WORK TO DO: Can you write out the listing again, starting with the line that contains "[mask] distant island -> every instance" and going on through the end, with "distant island" replaced by "far-off island" and nothing else changed?

RECORDS FOR PROCESSING:
☆ ☆ ☆ ☆
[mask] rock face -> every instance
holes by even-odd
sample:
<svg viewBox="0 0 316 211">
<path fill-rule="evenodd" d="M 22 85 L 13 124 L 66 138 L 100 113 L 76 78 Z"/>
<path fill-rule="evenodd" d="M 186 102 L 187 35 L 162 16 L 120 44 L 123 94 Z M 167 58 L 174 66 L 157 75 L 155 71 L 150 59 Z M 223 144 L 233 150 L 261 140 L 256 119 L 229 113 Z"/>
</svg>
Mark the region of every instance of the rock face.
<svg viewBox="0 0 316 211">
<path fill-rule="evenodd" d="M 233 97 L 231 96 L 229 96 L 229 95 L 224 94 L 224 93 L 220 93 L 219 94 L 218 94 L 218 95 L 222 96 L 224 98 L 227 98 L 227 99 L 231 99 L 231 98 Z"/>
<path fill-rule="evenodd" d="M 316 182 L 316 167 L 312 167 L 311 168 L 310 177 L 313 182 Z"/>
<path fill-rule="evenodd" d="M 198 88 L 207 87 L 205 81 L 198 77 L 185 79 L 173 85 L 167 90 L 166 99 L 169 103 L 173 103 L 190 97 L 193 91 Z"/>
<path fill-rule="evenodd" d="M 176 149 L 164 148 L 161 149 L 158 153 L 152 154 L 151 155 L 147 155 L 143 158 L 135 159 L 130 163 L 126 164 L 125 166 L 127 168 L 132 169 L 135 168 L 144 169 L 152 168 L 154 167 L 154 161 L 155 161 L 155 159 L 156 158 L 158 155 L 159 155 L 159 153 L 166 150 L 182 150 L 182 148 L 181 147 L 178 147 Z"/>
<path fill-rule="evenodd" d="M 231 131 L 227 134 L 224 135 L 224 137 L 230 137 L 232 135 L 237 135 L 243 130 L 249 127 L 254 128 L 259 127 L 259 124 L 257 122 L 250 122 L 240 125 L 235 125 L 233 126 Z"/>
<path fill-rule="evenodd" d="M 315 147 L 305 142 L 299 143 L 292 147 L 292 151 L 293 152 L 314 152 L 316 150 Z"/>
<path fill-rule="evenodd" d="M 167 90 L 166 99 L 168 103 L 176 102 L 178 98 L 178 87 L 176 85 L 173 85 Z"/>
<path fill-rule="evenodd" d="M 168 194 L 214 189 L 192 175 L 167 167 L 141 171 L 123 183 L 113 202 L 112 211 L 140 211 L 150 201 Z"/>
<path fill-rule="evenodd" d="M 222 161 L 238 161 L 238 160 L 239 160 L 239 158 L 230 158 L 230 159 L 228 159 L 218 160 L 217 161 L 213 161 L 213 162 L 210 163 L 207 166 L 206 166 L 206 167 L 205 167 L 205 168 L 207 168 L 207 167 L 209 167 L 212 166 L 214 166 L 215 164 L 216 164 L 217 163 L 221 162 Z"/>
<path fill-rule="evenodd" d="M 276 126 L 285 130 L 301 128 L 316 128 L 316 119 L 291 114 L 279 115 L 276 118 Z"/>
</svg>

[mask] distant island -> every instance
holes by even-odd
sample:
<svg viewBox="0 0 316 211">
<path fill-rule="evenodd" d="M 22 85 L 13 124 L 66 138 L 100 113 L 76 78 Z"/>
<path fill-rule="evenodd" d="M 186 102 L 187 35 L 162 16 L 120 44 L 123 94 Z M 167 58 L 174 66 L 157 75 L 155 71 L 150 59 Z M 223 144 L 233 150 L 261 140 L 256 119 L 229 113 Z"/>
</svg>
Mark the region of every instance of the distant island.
☆ ☆ ☆ ☆
RESULT OF THIS EXERCISE:
[mask] far-off island -> every instance
holes by even-odd
sample:
<svg viewBox="0 0 316 211">
<path fill-rule="evenodd" d="M 22 85 L 13 124 L 66 138 L 100 113 L 76 78 Z"/>
<path fill-rule="evenodd" d="M 186 102 L 187 35 L 162 16 L 120 44 L 123 94 Z M 167 58 L 174 66 L 157 75 L 155 71 L 150 59 Z M 223 144 L 233 150 L 261 140 L 256 119 L 229 113 Z"/>
</svg>
Mark the region of every instance of the far-off island.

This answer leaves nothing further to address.